- _WHAT YOU NEED TO DO_
1 > From the story, give again the stretch from "When I finished, I" through "IMPERSONATOR: I look lika regla guy, but I'm a caup.".
2 > In the story, why did the writer decide to photograph the old bikes near the Davis T stop? Answer in one to three sentences.

- _PASSAGE_
--- BEGIN ---

RB vs. Drunken Cop Impersonator in Davis

I was on my way downtown to buy stuff when I spotted some really cool old bikes chained up just beyond the Somerville Theatre side of the Davis T stop. I admire the design of old and quirky bikes, but I don't think I've had much success photographing them, so I decided to give it another shot with the subjects available. There was a cool, aerodynamic Taiwanese bike with well-aged fenders, a French road bike with an interesting brake cable alignment that symmetrically divided the frame, and a few other good ones. I had to wedge myself between the bikes and the brick wall in front of them to get some shots of the the manufacturers' insignia. I probably looked weird.

When I finished, I noticed a wiry, Irish-townie looking guy straddling a bike in the middle of the brick walkway. He was staring me down. He had bushy blond hair, an unyouthful face, and wore a white polo shirt and jeans. In a slow, low mumble, he asked

DRUNKEN COP IMPERSONATOR: Whattaya lookin faw?
RB: Just looking at these cool old bikes.
DRUNKEN COP IMPERSONATOR: Nah, whattayalookinfaw?
RB: The bikes.
DRUNKEN COP IMPERSONATOR: Nah, I wanna know, whea do you come from? What do you see?
RB: (Getting impatient) Well, I'm from New York.
DRUNKEN COP IMPERSONATOR: (Eyes bulging with sudden, unmistakable rage) Yah from Noo Yok, what the fuckaya doin heeya? (A strong aura of whiskey accompanies his harshening words.)
RB: Well, I live here, and I'm off today. I'm looking for some photos.
DRUNKEN COP IMPERSONATOR: I look lika regla guy, but I'm a caup.
RB: (Contemplates walking away for several seconds). Huh?
DRUNKEN COP IMPERSONATOR: I said I look lika regla guy, but I'm a caup. I look out for people. I look for people like you.
RB: You're a cop?
DRUNKEN COP IMPERSONATOR: (Nods)
RB: Well, let's see some ID then.
DRUNKEN COP IMPERSONATOR: (Jumps off bike, holds the bike up with one hand, makes a fist with the other. Jumps up and down while holding the bike upright). HEEZ YA FUCKIN ID! HEEZ ALL THE FUCKIN ID YAH NEED!
RB: (Realizing he must protect camera) I'm done with you. Get away from me. (Begins to walk away, back toward subway entrance).
DRUNKEN COP IMPERSONATOR: Yah betta getda fuck attaheeya!

RB walks around the subway entrance to a large bus map on which the phone number for the MBTA Police is listed. As RB dials the dispatcher on his cellphone, the DRUNKEN COP IMPERSONATOR storms around the station entrance on his bicycle, veering between pedestrians, and pulls up to RB, shouting...


DRUNKEN COP IMPERSONATOR: YAH BETTA NOT BE CALLIN THE FUCKIN CAUPS ON ME! I'M A CAUP! HEEZ MY FUCKIN BADGE! HEEZ MY FUCKIN BADGE! (Drunk does nothing to reach for or present said badge)
RB: I see you're a real professional, cursing at me.
DRUNKEN COP IMPERSONATOR: [immemorable expletive]
RB: I told you, I'm done with you. You better get away from me.
DRUNKEN COP IMPERSONATOR: YOU betta get da fuck attaheeya!
RB: See ya. (Enters station, redials police).
POLICE DISPATCHER: MBTApolicethiscallisbeingrecorded.

RB reports DRUNKEN COP IMPERSONATOR to police, then continues on to buy running shoes. Like a bad caffeine high, fight/flight adrenaline supply takes full hour to subside.

I didn't know it was possible to handle these without cursing or fighting. I learned that today.

--- END ---

- _RECORD EXTRACTS_

--- BEGIN ---

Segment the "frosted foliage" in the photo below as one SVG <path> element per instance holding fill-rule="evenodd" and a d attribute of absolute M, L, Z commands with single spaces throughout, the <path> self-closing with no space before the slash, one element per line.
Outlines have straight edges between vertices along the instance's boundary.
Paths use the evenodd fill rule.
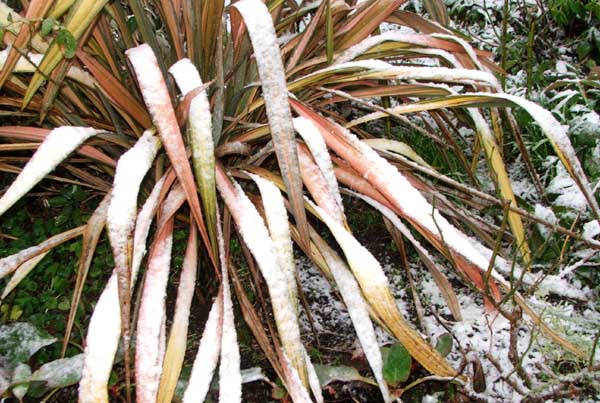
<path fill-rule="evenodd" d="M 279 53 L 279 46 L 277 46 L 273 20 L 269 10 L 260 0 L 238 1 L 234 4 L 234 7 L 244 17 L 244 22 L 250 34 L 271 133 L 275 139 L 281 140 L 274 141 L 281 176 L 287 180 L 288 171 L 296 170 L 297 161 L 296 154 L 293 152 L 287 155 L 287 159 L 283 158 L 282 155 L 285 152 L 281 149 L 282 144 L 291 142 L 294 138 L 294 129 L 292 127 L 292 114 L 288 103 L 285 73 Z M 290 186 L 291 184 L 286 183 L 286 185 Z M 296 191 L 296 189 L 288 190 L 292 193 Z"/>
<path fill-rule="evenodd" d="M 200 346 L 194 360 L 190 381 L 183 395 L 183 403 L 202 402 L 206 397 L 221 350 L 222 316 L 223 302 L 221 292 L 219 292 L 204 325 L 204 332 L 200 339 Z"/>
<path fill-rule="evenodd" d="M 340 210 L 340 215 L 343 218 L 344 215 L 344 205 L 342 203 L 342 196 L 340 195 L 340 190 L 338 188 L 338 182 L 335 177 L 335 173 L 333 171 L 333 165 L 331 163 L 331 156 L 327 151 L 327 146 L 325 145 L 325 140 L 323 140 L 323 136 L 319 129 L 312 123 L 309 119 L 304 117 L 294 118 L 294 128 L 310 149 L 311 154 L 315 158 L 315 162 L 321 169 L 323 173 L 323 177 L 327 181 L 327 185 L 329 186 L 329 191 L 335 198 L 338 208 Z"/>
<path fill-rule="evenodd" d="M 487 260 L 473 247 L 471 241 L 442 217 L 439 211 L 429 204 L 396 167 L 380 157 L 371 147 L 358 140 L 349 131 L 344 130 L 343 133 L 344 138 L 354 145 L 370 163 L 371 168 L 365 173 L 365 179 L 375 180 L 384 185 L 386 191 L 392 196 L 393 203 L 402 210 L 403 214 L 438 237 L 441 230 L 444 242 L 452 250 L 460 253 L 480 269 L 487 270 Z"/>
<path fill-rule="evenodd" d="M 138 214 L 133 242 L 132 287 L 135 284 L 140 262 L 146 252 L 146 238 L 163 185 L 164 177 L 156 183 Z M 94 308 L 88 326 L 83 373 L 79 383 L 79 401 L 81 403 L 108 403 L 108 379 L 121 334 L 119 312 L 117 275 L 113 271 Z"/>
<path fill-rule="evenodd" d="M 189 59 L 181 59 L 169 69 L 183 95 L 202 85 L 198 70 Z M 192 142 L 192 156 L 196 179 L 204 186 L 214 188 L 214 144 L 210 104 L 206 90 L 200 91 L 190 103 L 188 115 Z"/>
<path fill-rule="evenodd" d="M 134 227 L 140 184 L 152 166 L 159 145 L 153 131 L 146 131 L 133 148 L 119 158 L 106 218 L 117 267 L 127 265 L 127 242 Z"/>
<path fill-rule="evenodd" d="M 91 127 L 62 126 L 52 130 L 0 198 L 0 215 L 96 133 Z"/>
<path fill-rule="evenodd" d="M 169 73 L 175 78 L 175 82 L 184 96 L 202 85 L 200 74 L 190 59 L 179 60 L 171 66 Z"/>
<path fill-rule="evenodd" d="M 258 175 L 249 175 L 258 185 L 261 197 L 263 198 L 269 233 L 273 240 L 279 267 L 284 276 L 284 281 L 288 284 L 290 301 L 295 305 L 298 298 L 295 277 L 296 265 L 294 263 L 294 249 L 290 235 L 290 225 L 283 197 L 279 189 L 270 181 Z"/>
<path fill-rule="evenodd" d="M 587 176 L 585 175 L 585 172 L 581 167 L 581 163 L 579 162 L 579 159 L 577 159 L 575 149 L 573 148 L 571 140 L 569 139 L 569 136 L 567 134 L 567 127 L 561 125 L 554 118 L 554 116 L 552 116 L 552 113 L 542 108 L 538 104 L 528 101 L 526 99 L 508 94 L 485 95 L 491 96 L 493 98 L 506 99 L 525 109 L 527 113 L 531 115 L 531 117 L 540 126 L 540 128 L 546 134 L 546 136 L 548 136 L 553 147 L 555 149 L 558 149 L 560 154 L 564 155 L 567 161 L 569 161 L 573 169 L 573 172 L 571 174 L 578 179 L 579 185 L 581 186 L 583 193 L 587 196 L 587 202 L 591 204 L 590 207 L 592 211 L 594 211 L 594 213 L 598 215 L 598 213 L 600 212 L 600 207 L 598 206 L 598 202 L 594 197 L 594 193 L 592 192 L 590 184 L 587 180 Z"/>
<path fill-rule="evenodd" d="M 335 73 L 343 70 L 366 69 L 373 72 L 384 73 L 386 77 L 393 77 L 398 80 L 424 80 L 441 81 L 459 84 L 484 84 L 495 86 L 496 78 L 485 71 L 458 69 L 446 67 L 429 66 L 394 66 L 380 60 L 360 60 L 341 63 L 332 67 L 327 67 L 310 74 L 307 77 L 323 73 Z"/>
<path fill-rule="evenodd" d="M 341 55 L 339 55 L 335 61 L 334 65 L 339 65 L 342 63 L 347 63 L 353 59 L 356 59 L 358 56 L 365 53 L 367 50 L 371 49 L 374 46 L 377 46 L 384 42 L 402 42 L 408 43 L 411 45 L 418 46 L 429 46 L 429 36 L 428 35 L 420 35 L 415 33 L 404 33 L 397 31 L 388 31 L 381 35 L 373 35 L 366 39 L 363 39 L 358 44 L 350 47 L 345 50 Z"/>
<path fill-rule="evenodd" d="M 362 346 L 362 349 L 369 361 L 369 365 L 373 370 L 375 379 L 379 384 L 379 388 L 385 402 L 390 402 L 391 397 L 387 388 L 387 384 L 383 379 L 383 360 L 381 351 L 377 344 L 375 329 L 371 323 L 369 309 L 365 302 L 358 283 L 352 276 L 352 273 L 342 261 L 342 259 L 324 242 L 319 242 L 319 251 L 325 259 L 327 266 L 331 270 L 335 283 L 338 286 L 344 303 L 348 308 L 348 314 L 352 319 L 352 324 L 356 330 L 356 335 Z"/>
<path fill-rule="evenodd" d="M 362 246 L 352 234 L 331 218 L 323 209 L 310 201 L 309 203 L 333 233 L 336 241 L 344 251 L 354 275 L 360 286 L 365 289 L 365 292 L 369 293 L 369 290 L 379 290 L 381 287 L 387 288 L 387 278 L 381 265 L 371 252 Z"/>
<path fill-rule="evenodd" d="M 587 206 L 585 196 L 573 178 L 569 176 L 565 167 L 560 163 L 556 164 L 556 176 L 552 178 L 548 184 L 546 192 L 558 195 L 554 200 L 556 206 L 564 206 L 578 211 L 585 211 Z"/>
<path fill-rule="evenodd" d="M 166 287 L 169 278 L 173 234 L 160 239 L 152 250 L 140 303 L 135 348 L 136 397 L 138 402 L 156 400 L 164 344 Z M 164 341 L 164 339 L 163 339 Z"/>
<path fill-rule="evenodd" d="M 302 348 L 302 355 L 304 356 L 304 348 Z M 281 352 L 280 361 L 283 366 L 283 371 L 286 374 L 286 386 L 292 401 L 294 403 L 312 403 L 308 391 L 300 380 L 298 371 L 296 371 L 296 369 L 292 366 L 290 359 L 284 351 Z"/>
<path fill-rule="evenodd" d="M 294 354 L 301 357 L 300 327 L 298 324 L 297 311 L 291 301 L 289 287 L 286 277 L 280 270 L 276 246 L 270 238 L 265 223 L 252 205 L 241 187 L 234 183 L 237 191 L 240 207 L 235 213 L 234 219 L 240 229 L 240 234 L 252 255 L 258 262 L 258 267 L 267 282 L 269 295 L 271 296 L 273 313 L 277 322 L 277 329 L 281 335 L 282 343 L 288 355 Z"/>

--- END ---
--- BEGIN ---

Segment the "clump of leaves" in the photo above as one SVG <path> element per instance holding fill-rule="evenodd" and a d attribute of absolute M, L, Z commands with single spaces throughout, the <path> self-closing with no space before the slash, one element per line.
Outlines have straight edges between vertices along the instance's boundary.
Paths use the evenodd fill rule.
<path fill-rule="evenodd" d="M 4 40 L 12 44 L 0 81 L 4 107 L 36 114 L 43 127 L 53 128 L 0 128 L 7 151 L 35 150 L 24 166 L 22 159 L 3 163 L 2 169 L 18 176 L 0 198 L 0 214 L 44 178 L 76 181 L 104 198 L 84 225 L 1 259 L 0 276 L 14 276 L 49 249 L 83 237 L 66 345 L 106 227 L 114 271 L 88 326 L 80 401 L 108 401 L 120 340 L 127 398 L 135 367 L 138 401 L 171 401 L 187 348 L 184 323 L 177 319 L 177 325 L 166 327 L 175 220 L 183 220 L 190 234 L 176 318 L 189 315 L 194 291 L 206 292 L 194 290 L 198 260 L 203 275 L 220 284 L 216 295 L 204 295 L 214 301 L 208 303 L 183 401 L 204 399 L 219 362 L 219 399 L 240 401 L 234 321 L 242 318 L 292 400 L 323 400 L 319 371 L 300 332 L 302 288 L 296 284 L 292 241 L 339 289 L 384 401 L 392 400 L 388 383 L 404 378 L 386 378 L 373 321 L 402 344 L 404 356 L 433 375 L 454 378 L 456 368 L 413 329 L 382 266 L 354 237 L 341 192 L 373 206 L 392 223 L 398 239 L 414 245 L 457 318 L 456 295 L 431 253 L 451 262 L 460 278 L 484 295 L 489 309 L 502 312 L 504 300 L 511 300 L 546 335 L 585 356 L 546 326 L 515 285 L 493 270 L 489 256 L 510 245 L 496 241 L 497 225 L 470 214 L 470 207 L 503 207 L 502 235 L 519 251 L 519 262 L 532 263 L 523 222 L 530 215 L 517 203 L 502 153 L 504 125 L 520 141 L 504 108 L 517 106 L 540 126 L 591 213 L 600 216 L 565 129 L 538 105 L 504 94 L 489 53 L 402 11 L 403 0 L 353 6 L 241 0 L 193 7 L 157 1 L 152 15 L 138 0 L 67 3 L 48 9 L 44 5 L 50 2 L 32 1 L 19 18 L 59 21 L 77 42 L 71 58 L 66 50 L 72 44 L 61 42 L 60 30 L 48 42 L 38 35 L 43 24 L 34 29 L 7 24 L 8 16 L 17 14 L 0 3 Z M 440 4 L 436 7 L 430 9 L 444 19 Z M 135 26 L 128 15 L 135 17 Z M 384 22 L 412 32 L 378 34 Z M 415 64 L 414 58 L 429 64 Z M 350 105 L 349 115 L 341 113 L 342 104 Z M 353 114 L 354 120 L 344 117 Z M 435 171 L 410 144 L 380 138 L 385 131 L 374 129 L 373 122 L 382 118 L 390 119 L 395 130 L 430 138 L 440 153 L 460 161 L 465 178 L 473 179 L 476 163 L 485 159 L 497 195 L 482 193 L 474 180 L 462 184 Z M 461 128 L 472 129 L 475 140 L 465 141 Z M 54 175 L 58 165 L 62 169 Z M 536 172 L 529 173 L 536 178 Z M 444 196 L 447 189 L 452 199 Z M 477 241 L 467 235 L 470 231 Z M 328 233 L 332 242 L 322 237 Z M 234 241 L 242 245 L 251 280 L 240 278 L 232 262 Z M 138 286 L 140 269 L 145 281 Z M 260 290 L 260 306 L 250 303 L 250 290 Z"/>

--- END ---

- _FINAL ANSWERS_
1 >
When I finished, I noticed a wiry, Irish-townie looking guy straddling a bike in the middle of the brick walkway. He was staring me down. He had bushy blond hair, an unyouthful face, and wore a white polo shirt and jeans. In a slow, low mumble, he asked

DRUNKEN COP IMPERSONATOR: Whattaya lookin faw?
RB: Just looking at these cool old bikes.
DRUNKEN COP IMPERSONATOR: Nah, whattayalookinfaw?
RB: The bikes.
DRUNKEN COP IMPERSONATOR: Nah, I wanna know, whea do you come from? What do you see?
RB: (Getting impatient) Well, I'm from New York.
DRUNKEN COP IMPERSONATOR: (Eyes bulging with sudden, unmistakable rage) Yah from Noo Yok, what the fuckaya doin heeya? (A strong aura of whiskey accompanies his harshening words.)
RB: Well, I live here, and I'm off today. I'm looking for some photos.
DRUNKEN COP IMPERSONATOR: I look lika regla guy, but I'm a caup.

2 > The writer admires the design of old and quirky bikes but hadn't had much luck photographing them. Seeing some chained up there, the writer decided to try again with those bikes.